╭─ DATA SHOWN

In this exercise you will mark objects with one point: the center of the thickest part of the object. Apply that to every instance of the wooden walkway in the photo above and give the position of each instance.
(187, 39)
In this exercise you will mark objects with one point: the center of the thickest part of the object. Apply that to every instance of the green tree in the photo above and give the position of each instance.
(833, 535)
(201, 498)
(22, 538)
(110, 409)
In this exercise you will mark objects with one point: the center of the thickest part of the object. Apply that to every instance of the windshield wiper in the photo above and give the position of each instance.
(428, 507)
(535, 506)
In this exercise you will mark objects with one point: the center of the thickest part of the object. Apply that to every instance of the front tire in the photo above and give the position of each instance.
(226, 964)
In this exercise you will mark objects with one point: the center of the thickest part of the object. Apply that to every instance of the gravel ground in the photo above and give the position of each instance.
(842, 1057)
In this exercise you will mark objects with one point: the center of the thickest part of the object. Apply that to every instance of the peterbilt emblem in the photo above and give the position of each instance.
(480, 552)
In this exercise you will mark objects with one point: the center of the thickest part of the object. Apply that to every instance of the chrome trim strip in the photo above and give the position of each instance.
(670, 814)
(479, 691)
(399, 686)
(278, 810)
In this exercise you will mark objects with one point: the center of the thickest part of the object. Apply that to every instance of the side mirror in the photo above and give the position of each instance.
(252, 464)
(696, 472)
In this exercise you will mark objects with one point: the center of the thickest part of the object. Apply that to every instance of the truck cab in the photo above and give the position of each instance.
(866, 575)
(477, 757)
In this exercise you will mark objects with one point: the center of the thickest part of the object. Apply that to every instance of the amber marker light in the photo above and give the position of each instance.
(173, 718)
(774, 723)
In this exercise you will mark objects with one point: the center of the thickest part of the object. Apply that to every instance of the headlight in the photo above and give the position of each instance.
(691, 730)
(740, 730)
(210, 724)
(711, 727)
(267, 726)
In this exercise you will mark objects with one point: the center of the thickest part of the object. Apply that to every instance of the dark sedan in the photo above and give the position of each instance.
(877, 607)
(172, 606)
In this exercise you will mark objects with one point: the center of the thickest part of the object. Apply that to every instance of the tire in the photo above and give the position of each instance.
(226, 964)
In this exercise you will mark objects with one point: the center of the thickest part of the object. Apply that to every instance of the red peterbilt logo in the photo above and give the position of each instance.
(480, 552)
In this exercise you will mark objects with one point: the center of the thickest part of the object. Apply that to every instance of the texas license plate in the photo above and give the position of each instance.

╰─

Every entry is to be transcribed exactly as it stands.

YOUR SOLUTION ▸
In this exercise you will mark objects with one point: the center of the thickest part of the object. Apply that to every instance of the wooden walkway in the photo above and give the position of each instance.
(187, 39)
In this exercise you will mark objects with one point: the center of the thickest part of the object. Apply that to every instance of the green tree in the photo above and give the position of each instance.
(833, 535)
(201, 498)
(22, 538)
(110, 409)
In this exercise you will mark objects with one point: the center of the thickest part of the object. Apply that to every instance of the windshield wiper in the photo above and give the position of each instance.
(428, 507)
(535, 506)
In this exercise you will mark objects with one point: the center of the thickest part of the object. Apply that to every instance of the front tire in the photo above and give the position of each instance.
(226, 964)
In this exercise you will mark objects with one point: the center of the thickest part of the object. Apply that to every instance of the gravel ground in the photo above and give the position of each instance.
(842, 1057)
In this exercise you will mark objects with one point: the center of the thickest part of the object. Apply that to every instance of the peterbilt emblem in the photo above and give the position of each instance.
(480, 552)
In this exercise you will mark objects with one point: the center of the thickest part of the object. Apply that to every instance of the chrome trim strip in the photo above and give the position of each instance.
(670, 814)
(479, 691)
(399, 686)
(278, 810)
In this exercise you will mark objects with one point: the center of the thickest part of the object. Apply that to every instance of the side mirror in the photo above and give the position of each instance.
(252, 464)
(696, 472)
In this exercise you will mark objects with one point: the center of the thickest part of the object. Apply that to every instance of the truck cab in the photo above and give the position of each instance.
(866, 575)
(477, 757)
In this exercise you will mark objects with one point: the center of the thickest part of the object. Apply that to every instance of the amber marker light in the photo above and give the position of each instance.
(173, 718)
(774, 723)
In this exercise you will mark objects with one point: the center of the thickest part of the object. Apply that to every instance of the headlight in the photo above and give the position of each instance.
(691, 730)
(740, 730)
(210, 724)
(711, 727)
(267, 726)
In this exercise you will mark objects with one point: the center of the thickest part of the object. Apply that to every instance of the dark sedan in the photo above and give the position of each instance.
(877, 607)
(172, 606)
In this exercise you will mark objects with one point: the center of the thickest part of the object. Apply that to every instance of the tire in the photo above and give the position of each instance.
(226, 964)
In this exercise you will mark objects with one point: the center of the thickest part of the object. Apply that to every instance of the red peterbilt logo in the photo above and give the position of each instance.
(480, 552)
In this exercise you will mark objects with one point: the center of the thickest part of the object. Apply that to every instance of the texas license plate in the photo above and give the position of each instance.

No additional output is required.